# [PAGE TEXT]
To commence 2020, I thought I’d introduce myself more and allow you to get to know the author.  Read on to find out about my world.

Name:  Matthew Spencer

Age:  41  

Day job: sat in an office looking after clients pensions or Self Invested Personal Pensions if you want to be precise.  Racing is much more interesting!

Road car: Ford Fiesta 1.0 Ecoboost.  I’m no boy racer but I can stretch a gallon of fuel further than most – I am from Yorkshire!

Have I raced?  My racing activities extend to an odd karting day.  My last race was a few years ago and I lapped the field (including a police pursuit driver) so I’ve retired on top!

Embarrassing moment:  Clapping a Simon Farrar win on the penultimate lap at the 2019 Nationals was not my finest moment especially as he messed up the final lap.  It did amuse the marshals on my post at least.  I also had a Dodge Charger with a Hemi V8 in America a couple of years ago and instead of jumping cars off the lights I sat there with wheelspin going nowhere.  This is probably one of many reasons why I take pictures instead of racing myself.

# [WHAT YOU ARE ASKED TO DO]
Continue the author's self-introduction above, picking up after its last sentence and keeping its style of short headings followed by answers.

# [DATA LINES]
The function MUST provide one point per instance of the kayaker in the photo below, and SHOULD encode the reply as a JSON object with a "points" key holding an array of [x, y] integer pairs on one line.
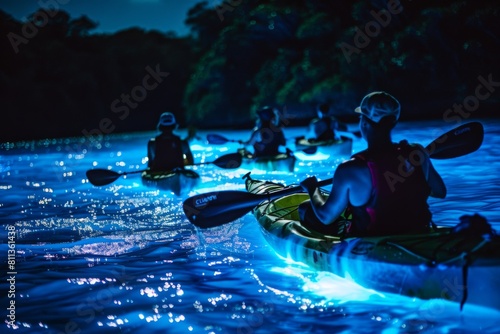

# [TASK RESULT]
How I started  I’ve always taken whatever camera I own to race meetings and with the start of digital cameras, in particular the purchase of my first DSLR, I started taking a lot more pictures.  I became friends with Shirleen, first on Twitter and then in person during my American NASCAR and Indycar trips, and this would lead to my association with In The Pits Media.  Shirleen and Larry run In The Pits Media in America and I started to share my photos on their Facebook page with a bit of detail about the event as American and UK series are a little different!  Around the same time I came into contact with Steve Belcher, initially at a Blyton rallycross meeting, and Steve guided me on what I needed to do to sign on as a photographer for autograss meetings.  He also arranged free entry for Scunthorpe autograss meetings which meant they became my default venue until that stopped in 2019.  As this is purely a hobby, free entry is the main way I use to cover some costs.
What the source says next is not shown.